TASK STATEMENT:
Output as a numbered list the entries from the line containing "For every instance of the red" through the line containing "x=170, y=198", both included. Leave out any blank lines.

(Excerpts of pointing data)

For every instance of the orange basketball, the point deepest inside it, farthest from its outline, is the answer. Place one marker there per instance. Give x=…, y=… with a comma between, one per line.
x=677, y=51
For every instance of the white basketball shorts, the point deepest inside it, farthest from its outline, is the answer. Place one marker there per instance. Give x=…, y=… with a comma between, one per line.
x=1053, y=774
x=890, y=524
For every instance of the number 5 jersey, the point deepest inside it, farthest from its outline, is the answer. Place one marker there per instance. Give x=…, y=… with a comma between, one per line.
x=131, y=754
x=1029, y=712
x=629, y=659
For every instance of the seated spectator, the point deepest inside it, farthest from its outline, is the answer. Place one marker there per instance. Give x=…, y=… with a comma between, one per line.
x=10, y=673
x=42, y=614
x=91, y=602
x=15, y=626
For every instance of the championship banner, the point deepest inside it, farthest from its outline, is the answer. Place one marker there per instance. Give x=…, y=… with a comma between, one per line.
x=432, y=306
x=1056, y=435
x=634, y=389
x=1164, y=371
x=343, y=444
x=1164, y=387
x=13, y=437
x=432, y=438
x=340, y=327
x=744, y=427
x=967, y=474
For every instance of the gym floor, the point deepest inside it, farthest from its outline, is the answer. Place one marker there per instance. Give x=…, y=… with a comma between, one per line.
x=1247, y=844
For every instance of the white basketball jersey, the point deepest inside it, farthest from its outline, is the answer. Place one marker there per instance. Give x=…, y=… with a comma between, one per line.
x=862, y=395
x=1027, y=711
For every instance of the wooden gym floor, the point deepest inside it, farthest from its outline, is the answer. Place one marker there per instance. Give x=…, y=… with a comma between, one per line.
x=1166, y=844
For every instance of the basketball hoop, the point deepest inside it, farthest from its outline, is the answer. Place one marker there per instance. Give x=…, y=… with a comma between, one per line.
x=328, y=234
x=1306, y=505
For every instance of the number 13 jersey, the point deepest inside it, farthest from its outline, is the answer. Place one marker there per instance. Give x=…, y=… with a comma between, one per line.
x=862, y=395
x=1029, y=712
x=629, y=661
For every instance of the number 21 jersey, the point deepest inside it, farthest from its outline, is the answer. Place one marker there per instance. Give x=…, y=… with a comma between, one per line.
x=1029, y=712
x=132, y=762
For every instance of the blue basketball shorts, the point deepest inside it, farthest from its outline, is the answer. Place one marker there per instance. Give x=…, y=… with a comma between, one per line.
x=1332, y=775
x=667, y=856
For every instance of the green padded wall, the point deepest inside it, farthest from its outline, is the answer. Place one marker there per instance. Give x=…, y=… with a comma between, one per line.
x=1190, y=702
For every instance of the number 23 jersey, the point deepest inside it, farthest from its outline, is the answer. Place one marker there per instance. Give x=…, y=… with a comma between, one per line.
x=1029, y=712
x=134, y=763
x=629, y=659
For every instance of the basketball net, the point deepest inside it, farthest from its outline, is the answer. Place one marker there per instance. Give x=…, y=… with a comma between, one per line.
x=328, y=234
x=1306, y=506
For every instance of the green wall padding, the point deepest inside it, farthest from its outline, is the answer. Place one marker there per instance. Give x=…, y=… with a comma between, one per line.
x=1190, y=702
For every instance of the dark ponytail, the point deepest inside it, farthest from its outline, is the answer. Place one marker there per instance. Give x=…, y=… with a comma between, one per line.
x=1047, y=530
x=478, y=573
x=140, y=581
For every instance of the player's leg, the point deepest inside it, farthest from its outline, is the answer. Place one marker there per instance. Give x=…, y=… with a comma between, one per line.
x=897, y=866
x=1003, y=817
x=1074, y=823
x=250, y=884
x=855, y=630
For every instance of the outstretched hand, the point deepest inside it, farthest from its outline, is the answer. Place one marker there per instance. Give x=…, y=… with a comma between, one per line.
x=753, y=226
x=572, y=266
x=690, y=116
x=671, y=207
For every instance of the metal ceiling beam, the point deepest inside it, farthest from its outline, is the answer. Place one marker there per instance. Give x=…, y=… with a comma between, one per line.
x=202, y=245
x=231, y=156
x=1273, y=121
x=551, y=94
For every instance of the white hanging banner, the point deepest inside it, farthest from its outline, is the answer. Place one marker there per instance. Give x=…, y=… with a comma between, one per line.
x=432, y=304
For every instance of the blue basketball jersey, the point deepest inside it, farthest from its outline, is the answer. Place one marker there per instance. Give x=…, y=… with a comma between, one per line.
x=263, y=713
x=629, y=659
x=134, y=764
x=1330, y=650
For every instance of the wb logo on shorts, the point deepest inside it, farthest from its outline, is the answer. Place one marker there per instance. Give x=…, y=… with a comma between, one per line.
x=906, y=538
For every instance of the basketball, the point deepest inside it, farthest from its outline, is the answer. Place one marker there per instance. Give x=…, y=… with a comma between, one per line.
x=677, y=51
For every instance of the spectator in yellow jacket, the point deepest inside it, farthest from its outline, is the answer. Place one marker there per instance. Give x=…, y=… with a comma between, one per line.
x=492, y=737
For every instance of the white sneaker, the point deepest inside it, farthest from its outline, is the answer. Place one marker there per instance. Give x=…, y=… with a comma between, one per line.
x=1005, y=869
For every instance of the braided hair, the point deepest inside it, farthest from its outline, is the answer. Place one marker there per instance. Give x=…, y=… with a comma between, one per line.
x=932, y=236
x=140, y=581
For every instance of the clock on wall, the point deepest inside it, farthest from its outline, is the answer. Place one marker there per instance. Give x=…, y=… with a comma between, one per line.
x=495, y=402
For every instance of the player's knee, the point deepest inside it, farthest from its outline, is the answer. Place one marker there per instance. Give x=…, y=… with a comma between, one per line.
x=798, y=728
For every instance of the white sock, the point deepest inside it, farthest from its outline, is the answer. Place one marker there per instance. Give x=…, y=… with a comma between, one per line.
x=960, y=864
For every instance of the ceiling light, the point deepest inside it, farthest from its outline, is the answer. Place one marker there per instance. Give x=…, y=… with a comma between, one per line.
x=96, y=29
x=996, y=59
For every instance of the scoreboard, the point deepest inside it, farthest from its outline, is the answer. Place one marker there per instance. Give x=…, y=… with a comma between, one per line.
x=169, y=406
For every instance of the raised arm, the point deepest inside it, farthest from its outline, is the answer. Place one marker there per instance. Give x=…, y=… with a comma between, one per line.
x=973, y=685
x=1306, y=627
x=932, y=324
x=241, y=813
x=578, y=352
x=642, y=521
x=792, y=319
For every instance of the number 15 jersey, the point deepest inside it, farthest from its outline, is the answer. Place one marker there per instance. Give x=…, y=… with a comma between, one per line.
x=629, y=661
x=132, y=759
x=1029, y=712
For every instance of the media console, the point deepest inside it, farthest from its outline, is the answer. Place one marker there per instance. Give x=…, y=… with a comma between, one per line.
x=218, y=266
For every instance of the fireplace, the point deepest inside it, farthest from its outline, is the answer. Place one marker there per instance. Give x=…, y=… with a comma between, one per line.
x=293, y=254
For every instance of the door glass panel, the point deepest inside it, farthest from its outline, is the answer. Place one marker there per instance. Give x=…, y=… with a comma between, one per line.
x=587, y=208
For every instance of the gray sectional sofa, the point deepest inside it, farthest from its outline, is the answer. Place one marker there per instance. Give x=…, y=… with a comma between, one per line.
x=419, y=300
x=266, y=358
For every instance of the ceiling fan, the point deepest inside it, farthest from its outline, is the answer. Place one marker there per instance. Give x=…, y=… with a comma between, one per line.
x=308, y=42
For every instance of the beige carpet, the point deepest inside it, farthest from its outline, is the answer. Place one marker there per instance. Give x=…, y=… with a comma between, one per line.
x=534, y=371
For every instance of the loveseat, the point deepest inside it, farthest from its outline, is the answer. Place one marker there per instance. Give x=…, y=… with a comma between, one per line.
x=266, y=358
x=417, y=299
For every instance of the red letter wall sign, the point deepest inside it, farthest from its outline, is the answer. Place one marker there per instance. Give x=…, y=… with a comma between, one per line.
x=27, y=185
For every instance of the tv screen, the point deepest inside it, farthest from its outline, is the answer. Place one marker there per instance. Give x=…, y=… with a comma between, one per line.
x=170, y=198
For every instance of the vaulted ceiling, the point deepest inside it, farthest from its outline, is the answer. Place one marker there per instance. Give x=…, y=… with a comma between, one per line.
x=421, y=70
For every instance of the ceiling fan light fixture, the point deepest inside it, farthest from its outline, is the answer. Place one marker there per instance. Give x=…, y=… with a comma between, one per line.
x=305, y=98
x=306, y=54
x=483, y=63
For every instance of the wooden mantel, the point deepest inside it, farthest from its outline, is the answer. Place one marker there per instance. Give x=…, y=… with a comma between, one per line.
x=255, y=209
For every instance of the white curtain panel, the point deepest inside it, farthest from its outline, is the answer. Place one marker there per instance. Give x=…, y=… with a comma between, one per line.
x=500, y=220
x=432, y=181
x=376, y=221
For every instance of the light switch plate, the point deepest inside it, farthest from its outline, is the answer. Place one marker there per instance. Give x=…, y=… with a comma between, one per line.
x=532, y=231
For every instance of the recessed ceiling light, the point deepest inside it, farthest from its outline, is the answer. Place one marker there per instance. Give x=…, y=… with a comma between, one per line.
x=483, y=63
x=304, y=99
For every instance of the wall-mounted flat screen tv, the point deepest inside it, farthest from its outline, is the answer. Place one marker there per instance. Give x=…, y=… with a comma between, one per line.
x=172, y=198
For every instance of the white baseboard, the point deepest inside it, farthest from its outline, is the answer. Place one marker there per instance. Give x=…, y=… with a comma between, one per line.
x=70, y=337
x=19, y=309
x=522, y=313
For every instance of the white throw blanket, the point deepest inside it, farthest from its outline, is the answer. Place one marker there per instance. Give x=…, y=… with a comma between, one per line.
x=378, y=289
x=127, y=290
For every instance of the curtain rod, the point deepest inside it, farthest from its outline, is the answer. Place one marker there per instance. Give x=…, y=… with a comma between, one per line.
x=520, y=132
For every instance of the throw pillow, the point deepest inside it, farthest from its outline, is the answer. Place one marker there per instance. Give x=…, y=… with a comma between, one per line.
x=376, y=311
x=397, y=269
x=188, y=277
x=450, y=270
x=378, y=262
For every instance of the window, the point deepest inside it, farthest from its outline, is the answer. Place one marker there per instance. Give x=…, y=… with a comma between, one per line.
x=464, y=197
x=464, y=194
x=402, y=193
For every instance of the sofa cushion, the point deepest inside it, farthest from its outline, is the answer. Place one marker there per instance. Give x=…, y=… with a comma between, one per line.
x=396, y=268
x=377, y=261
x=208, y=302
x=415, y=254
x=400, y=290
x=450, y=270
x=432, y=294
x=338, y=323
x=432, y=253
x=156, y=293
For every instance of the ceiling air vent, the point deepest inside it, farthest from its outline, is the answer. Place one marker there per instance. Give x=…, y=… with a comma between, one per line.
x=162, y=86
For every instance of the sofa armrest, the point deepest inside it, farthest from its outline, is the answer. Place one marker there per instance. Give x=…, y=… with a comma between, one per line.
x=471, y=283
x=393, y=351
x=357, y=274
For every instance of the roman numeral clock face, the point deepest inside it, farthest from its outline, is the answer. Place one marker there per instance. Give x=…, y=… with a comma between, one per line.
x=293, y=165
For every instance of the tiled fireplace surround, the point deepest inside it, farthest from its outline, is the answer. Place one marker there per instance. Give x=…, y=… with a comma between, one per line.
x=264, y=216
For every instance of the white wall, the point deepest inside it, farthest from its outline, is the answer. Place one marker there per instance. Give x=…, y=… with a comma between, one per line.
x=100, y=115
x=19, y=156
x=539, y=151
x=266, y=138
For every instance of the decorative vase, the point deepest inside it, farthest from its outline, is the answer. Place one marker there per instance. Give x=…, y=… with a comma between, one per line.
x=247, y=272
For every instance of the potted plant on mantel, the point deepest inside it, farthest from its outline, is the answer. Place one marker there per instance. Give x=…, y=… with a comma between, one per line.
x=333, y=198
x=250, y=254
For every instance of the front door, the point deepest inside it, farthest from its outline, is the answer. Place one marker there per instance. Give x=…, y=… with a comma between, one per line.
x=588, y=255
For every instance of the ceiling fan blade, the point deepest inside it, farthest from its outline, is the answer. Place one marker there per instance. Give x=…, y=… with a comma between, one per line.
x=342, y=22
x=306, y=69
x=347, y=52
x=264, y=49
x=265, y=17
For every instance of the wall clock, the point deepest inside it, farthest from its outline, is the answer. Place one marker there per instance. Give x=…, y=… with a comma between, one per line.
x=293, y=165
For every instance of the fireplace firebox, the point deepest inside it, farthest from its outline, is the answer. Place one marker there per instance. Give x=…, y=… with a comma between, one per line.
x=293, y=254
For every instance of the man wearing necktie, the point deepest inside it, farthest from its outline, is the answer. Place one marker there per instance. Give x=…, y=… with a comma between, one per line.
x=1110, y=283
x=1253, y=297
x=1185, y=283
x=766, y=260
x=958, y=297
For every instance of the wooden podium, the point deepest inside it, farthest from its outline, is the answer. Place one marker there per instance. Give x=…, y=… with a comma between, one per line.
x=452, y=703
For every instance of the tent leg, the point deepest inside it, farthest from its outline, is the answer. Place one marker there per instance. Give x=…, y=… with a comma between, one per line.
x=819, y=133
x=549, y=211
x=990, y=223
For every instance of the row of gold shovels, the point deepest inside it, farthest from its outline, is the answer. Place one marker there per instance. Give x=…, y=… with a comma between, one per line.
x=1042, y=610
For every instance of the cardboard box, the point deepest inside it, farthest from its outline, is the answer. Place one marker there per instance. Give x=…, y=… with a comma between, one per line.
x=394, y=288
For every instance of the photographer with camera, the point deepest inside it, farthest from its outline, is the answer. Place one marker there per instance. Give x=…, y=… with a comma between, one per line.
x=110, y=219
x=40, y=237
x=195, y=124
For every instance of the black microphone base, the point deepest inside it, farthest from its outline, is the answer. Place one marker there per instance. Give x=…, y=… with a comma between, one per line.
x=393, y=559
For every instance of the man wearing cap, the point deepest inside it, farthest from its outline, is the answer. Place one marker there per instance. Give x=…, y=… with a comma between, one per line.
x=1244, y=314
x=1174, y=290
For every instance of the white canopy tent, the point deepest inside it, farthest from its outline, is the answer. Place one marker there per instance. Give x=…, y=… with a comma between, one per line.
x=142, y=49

OUTPUT OF THE TASK:
1. For every instance of the red letter wall sign, the point deepest inside it, farthest from its outline, is the answer. Place one marker there per instance. Give x=…, y=… with a comma between, one per line.
2. x=27, y=185
3. For every instance of the tv screen, the point deepest inside it, farthest from its outline, is the answer. Place one marker there per instance. Give x=…, y=… with a comma between, one per line.
4. x=170, y=198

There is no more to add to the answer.